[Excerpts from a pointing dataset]
*-*-*

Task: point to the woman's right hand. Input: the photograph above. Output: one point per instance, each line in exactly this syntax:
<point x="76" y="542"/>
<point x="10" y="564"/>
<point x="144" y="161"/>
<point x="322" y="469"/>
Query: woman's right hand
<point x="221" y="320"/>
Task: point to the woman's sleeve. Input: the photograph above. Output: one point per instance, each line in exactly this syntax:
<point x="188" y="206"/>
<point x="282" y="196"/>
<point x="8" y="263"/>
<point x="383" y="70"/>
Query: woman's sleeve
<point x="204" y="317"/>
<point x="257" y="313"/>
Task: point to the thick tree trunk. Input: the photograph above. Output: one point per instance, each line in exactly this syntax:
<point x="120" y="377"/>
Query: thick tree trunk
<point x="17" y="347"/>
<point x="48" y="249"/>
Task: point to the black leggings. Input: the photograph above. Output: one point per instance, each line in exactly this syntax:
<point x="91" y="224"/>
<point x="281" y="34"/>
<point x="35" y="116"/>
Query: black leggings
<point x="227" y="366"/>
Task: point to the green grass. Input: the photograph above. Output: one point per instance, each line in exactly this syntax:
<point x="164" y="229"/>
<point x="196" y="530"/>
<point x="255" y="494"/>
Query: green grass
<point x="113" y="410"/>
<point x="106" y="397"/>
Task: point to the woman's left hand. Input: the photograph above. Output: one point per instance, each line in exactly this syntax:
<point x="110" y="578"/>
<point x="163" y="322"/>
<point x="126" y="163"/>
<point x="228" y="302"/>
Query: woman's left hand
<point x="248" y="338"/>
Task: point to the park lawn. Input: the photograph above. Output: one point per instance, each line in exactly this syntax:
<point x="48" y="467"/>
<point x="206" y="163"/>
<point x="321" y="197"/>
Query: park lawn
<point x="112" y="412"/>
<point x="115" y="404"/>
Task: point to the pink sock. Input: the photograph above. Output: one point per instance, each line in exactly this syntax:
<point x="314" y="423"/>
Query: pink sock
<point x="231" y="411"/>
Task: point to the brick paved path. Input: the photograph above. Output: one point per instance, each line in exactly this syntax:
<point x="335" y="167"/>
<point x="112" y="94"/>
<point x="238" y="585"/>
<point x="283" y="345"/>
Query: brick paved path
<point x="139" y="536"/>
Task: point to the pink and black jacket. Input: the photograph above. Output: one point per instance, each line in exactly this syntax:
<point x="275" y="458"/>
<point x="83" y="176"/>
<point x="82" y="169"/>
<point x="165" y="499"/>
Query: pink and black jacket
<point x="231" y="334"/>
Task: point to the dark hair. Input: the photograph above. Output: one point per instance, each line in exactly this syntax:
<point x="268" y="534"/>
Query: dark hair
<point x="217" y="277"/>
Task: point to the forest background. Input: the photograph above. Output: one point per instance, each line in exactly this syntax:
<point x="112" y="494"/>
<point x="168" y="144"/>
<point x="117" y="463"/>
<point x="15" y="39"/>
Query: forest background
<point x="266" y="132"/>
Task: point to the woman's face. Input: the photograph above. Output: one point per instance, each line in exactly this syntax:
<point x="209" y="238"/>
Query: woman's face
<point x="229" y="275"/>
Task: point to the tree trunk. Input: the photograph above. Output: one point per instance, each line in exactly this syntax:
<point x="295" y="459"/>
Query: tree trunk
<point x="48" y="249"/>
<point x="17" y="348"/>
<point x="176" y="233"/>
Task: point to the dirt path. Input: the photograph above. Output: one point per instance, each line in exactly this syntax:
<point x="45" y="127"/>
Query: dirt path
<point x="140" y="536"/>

*-*-*

Convert the entries into a Markdown table with the columns No. and Line. Begin at the line containing "Task: point to the woman's face." and stop after the last line of the entries, giving each non-blank line its own numbered row.

**Solution**
| No. | Line |
|---|---|
| 1 | Task: point to the woman's face. Input: the photograph above. Output: one point per instance, each line in exactly this syntax: |
| 2 | <point x="209" y="238"/> |
| 3 | Query: woman's face |
| 4 | <point x="229" y="275"/> |
| 5 | Task: point to the tree trunk. Input: the photograph above. Output: one point per instance, each line in exactly this syntax: |
| 6 | <point x="295" y="459"/> |
| 7 | Query: tree trunk |
| 8 | <point x="48" y="249"/> |
| 9 | <point x="17" y="348"/> |
| 10 | <point x="176" y="233"/> |
| 11 | Task: point to the dirt path. Input: the photograph above. Output: one point per instance, each line in exactly this syntax: |
| 12 | <point x="45" y="127"/> |
| 13 | Query: dirt path |
| 14 | <point x="140" y="536"/> |